◆ **Task brief**
Every entry must be duplicated precisely as written.

>> Begin

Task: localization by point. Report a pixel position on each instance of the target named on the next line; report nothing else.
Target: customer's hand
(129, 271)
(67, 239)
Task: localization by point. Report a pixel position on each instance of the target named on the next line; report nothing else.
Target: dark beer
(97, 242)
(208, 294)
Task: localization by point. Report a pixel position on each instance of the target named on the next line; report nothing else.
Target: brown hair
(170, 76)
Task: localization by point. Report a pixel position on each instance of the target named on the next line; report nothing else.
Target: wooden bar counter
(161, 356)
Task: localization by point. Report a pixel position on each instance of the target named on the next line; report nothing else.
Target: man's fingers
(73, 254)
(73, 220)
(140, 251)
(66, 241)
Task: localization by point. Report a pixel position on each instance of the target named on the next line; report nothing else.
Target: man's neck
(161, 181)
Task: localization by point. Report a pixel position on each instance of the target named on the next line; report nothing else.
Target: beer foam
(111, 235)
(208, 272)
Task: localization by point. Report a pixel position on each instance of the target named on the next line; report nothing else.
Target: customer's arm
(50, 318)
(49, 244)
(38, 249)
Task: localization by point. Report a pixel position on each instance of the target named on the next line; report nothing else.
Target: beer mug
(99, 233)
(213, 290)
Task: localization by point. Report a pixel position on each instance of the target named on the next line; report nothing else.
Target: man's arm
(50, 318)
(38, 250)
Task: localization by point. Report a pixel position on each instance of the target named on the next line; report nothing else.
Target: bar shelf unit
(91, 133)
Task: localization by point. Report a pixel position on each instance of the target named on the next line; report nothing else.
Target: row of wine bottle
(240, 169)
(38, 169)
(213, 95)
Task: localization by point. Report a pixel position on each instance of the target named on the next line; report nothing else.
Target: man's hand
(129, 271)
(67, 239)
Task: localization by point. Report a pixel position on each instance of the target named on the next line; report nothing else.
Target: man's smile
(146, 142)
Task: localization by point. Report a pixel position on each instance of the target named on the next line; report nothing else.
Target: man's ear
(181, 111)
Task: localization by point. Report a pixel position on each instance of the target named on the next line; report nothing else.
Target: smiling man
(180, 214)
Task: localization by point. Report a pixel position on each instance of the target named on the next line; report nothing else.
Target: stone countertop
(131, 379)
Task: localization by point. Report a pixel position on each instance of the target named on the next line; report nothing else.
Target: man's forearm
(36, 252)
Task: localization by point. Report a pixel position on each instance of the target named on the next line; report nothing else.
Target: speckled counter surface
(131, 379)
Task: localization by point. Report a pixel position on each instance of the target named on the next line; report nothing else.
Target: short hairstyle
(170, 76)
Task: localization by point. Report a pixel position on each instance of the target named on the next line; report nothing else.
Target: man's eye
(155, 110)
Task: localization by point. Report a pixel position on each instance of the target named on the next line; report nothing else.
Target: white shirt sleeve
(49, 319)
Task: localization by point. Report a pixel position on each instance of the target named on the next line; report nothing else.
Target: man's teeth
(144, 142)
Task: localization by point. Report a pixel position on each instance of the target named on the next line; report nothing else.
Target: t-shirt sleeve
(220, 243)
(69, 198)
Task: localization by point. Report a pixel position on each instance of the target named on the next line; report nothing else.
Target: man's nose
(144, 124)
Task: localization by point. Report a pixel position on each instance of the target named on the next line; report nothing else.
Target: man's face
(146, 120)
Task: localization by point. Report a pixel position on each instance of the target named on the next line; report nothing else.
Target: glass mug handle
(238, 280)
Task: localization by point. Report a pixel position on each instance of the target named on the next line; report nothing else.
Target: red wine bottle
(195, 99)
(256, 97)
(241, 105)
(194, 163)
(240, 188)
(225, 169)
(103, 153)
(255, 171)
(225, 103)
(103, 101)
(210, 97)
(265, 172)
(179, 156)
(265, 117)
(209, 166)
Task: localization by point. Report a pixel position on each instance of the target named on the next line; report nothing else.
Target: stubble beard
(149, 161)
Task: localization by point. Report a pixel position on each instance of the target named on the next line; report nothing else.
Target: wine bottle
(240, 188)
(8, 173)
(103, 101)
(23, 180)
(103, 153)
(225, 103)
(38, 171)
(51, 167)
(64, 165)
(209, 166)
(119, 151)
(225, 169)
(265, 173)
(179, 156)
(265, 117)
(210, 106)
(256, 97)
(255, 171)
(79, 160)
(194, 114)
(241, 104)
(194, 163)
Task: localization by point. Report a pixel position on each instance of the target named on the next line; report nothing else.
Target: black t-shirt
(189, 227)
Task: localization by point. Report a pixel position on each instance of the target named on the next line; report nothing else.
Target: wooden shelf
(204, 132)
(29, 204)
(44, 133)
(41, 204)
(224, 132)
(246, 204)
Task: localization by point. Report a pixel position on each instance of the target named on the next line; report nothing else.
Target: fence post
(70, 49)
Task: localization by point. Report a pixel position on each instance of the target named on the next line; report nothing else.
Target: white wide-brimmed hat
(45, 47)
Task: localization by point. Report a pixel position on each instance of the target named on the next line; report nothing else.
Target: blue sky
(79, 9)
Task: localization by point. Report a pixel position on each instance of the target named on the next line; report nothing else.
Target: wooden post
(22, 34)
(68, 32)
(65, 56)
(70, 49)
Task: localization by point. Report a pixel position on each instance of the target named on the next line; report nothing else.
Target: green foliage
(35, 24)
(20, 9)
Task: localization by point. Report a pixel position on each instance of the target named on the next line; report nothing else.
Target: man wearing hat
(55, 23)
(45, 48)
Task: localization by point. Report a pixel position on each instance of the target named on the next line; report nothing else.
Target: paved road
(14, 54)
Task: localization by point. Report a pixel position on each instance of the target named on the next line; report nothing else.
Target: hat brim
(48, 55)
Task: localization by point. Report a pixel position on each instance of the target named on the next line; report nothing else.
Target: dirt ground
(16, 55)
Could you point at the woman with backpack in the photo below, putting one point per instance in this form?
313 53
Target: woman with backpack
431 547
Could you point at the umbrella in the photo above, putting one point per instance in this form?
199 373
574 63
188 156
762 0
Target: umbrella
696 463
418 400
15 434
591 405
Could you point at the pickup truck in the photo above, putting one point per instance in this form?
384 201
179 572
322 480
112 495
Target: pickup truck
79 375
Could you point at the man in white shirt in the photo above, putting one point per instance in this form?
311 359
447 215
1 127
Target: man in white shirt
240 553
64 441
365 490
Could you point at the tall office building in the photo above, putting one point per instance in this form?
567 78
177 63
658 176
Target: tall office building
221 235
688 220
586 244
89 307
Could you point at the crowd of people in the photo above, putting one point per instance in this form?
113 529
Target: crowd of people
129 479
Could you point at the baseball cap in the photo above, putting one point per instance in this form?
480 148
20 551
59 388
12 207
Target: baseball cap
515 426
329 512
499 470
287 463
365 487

>> End

◆ **The result**
Task: localization by point. Report a pixel position on each instance of the target named on the next line; report nothing else.
Target: customer's hand
(129, 271)
(67, 239)
Task: localization by point. Report a pixel position on each instance of the target named on the next line; report nothing else.
Target: dark beer
(97, 242)
(208, 294)
Task: localization by point. Report a pixel position on each instance of the target named on the next line; report nothing else.
Target: brown hair
(170, 76)
Task: localization by point. Report a pixel position on each instance of the target named on the next line; report nothing else.
Target: wooden bar counter
(161, 356)
Task: localization by point. Report a pixel position on each instance of the target named on the next line; report nothing else.
Target: man's fingers
(73, 254)
(73, 220)
(140, 251)
(66, 241)
Task: localization by point. Report a pixel position on each instance of the target named on the next line; report nothing else.
Target: man's neck
(161, 181)
Task: localization by point. Report a pixel position on each instance of the target named on the next line; report nothing else.
Target: beer foam
(111, 235)
(208, 272)
Task: localization by point. Report a pixel position on each instance of the target named on the next line; report nothing else.
Target: customer's arm
(50, 318)
(49, 244)
(38, 249)
Task: localization by point. Report a pixel position on each instance of the target named on the next line; report nothing else.
Target: beer mug
(99, 233)
(213, 290)
Task: localization by point. Report a pixel position on each instance of the target named on the next line; report nothing else.
Target: man's arm
(50, 318)
(38, 250)
Task: localization by point. Report a pixel position on each instance of the target named on the next line; report nothing else.
Target: bar shelf unit
(91, 133)
Task: localization by point. Report a pixel position on each instance of the target named on the next line; report nothing else.
Target: row of wine bottle
(240, 169)
(38, 169)
(213, 95)
Task: localization by point. Report a pixel position on each instance of the target named on the next line; report nothing else.
Target: man's hand
(129, 271)
(67, 239)
Task: localization by point. Report a pixel position on each instance of the target named on the next line; report nothing else.
Target: man's smile
(146, 142)
Task: localization by point. Report a pixel position on each instance of the target named on the next line; report nothing else.
Target: man's ear
(181, 111)
Task: localization by point. Report a pixel position on each instance of the target named on the next line; report nothing else.
Target: smiling man
(180, 214)
Task: localization by point. Report a pixel position on each instance of the target named on the next line; report nothing else.
Target: stone countertop
(131, 379)
Task: localization by point. Report a pixel position on each instance of the target named on the next line; report nothing else.
Target: man's forearm
(36, 252)
Task: localization by point. Report a pixel position on each instance of the target named on the next line; report nothing else.
Target: speckled counter surface
(131, 379)
Task: localization by point. Report a pixel position on each instance of the target named on the next line; report nothing else.
Target: short hairstyle
(170, 76)
Task: localization by point. Report a pixel position on each instance of the target named on the next line; report nothing else.
Target: man's eye
(155, 110)
Task: localization by point. Report a pixel position on each instance of the target named on the next line; report nothing else.
Target: white shirt sleeve
(49, 319)
Task: localization by point. Report a pixel position on each instance of the target named on the next line; report nothing else.
Target: man's teeth
(144, 142)
Task: localization by point. Report a pixel position on each instance of the target named on the next line; report nothing else.
Target: t-shirt sleeve
(220, 243)
(69, 198)
Task: localization by point. Report a pixel position on each instance of the target named on the next line; report nothing else.
Target: man's nose
(144, 124)
Task: localization by point. Report a pixel position on each instance of the target named on the next line; report nothing else.
Target: man's face
(146, 120)
Task: localization by point. Report a pixel position on each instance of the target named on the next line; report nothing else.
Target: glass mug handle
(238, 280)
Task: localization by point. Report a pixel position on each instance of the target named on the next line; report nothing else.
Target: red wine bottle
(195, 99)
(256, 97)
(241, 105)
(194, 163)
(240, 188)
(225, 169)
(103, 153)
(255, 171)
(225, 103)
(103, 101)
(210, 97)
(265, 172)
(179, 156)
(265, 117)
(209, 166)
Task: localization by point. Report a pixel position on each instance of the target named on the next line; report nothing else.
Target: stubble beard
(149, 161)
Task: localization by point. Report a pixel position on each instance of the target named on the next line; report nothing else.
Target: wine bottle
(240, 188)
(8, 173)
(103, 101)
(23, 180)
(103, 153)
(225, 103)
(38, 171)
(51, 167)
(64, 165)
(209, 166)
(119, 151)
(225, 169)
(265, 173)
(179, 156)
(265, 117)
(210, 106)
(256, 97)
(255, 171)
(79, 160)
(194, 114)
(241, 104)
(194, 163)
Task: localization by point. Report a pixel position on each instance of the target named on the next line; report nothing else.
Target: black t-shirt
(189, 227)
Task: localization by point. Report a pixel position on each instance of the target named on the next line; report nothing else.
Target: wooden shelf
(204, 132)
(29, 204)
(44, 133)
(41, 204)
(224, 132)
(246, 204)
Task: localization by point. Report a pixel position on each instance of the target named on the next line; report nothing else.
Target: fence post
(70, 49)
Task: localization by point. Report a pixel position on each instance of the target named on the next line; report nothing else.
Target: white wide-brimmed hat
(45, 47)
Task: localization by point. Report a pixel position on each instance of the target named on the next line; report nothing else.
Target: blue sky
(79, 9)
Task: localization by point. Report a pixel position on each instance of the target named on the next line; report nothing else.
Target: wooden post
(22, 34)
(68, 32)
(65, 56)
(70, 49)
Task: localization by point. Report a pixel position on each instance of the target named on the next line; report nothing else.
Target: green foliage
(35, 24)
(20, 9)
Task: localization by point. Report a pixel position on each instance of the target named on the next line; report nothing else.
Target: man wearing hat
(55, 23)
(45, 48)
Task: localization by point. Report a pixel position on each instance of the target named on the next line; report nothing else.
Target: paved road
(14, 54)
Task: localization by point. Report a pixel position on each instance of the target named on the next line; report nothing else.
Target: hat brim
(48, 55)
Task: localization by point. Report a pixel position on each instance of the target named on the next line; report nothing else.
Target: dirt ground
(16, 55)
Could you point at the woman with backpack in the photo below, putting one point per instance in this form?
313 53
Target: woman with backpack
431 547
Could you point at the umbrella in the photo above, putting one point per instance in this form?
199 373
574 63
188 156
762 0
Target: umbrella
696 463
418 400
15 434
591 405
Could you point at the pickup truck in the photo above, putting one point per instance in this form?
384 201
179 572
322 480
112 495
Target: pickup truck
79 375
Could you point at the man in white shirt in the photo above, putting one point per instance in this form?
311 359
447 215
1 127
Target: man in white shirt
240 553
64 441
365 490
Could you point at the tall office building in the photo above, putting one point per instance in this form?
567 78
177 63
658 176
Target: tall office building
221 235
688 220
586 244
89 307
Could you point at the crowd of people in the photo above, putting one point per instance in this form?
113 529
Target: crowd of people
129 479
Could you point at the baseball cap in the photo above, putting one point per instance in this form?
480 148
20 551
59 388
12 207
Target: baseball cap
515 426
329 512
499 470
287 463
365 487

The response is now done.